▸ EXCERPTED RECORDS:
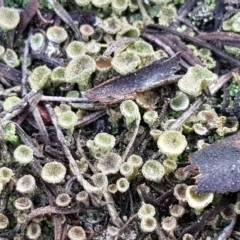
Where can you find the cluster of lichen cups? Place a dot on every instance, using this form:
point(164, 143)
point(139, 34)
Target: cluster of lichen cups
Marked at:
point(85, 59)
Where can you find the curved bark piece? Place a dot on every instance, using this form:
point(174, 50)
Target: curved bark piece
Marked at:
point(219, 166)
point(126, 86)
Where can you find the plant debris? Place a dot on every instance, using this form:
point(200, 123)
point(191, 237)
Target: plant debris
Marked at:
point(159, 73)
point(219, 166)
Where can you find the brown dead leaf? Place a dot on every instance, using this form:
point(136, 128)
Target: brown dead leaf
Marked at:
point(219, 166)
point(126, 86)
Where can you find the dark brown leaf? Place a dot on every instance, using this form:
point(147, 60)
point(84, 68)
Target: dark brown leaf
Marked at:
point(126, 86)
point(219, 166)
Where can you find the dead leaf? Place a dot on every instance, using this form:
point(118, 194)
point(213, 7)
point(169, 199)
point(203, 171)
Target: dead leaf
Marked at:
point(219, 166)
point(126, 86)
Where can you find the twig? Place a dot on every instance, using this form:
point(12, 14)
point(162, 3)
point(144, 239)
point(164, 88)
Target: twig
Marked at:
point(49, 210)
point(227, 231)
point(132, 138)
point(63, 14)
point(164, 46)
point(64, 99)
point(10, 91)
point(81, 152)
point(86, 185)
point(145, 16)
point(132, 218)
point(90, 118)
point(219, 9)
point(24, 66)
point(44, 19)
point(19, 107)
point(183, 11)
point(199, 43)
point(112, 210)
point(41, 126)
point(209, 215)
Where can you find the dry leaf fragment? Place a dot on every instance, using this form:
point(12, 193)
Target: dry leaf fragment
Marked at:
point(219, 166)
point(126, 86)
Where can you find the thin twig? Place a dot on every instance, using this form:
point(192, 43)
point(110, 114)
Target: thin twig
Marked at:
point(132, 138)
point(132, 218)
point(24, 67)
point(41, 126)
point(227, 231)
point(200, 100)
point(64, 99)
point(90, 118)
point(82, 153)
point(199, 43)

==

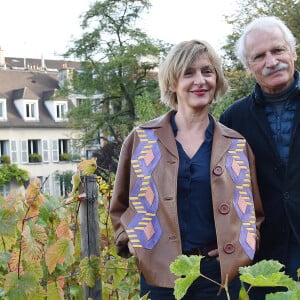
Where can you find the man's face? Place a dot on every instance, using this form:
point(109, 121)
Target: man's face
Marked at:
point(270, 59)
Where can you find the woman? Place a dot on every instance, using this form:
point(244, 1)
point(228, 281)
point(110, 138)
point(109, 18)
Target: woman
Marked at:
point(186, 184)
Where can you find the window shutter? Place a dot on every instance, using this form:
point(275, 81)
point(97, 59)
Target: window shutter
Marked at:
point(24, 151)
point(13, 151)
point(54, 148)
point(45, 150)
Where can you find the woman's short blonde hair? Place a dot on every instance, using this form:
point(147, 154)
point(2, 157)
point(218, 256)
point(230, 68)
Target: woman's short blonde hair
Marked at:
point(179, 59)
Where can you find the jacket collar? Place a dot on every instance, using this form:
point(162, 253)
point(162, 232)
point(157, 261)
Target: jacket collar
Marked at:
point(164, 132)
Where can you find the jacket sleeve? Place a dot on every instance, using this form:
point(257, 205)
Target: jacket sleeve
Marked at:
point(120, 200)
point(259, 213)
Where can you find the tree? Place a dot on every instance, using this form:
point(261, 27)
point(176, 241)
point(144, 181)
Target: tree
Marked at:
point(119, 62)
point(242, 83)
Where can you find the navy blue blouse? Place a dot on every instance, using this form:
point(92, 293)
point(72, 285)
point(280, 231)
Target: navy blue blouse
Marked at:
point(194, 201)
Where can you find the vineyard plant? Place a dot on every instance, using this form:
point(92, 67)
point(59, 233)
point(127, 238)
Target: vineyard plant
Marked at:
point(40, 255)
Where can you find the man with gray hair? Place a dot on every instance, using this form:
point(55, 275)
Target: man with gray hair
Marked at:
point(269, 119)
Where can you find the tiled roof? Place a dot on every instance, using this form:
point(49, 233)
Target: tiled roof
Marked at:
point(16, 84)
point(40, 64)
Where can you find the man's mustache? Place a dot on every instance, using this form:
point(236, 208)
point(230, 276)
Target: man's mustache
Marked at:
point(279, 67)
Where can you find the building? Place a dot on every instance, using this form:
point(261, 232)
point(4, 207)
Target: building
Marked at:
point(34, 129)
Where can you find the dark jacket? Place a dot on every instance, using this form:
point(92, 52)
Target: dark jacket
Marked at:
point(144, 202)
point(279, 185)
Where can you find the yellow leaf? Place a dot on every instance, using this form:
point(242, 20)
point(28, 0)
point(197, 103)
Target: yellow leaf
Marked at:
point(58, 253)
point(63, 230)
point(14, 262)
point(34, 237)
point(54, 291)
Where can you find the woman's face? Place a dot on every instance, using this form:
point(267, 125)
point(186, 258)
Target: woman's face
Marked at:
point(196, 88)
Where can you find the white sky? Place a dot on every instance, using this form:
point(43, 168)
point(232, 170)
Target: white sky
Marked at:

▸ GIVEN INSTRUCTION: Rewrite the records starting with the line containing "Where can you find the woman?" and going on through the line containing "point(242, 83)", requests included. Multiply every coordinate in the marked answer points by 0.7 and round to whole numbers, with halves rounded up, but leave the requests and their sample points unchanged.

▸ EXERCISE OUTPUT:
Where can you find the woman? Place a dot on every instance, using this form:
point(244, 1)
point(228, 281)
point(110, 138)
point(109, 18)
Target: woman
Marked at:
point(130, 129)
Where can you find the window shutter? Place a dot on every instance, using this form:
point(275, 81)
point(97, 59)
Target: window shutter
Marked at:
point(17, 106)
point(9, 106)
point(38, 104)
point(32, 105)
Where can you find the woman's short blonde hair? Place a dot on every instance, using this form:
point(147, 154)
point(2, 157)
point(218, 256)
point(230, 68)
Target: woman's short blonde hair
Marked at:
point(125, 41)
Where can you find the jacket collar? Place a dot on every instance, using this form:
point(162, 253)
point(162, 232)
point(157, 261)
Target: jacket collar
Marked at:
point(115, 92)
Where can you find the jacket sleeve? Place a dot on every instance, using this form:
point(257, 205)
Target: jacket sleeve
Marked at:
point(84, 140)
point(181, 149)
Where can you find the tree? Place a dot on every instance, using this form:
point(261, 27)
point(176, 241)
point(144, 181)
Target: tree
Marked at:
point(83, 43)
point(169, 58)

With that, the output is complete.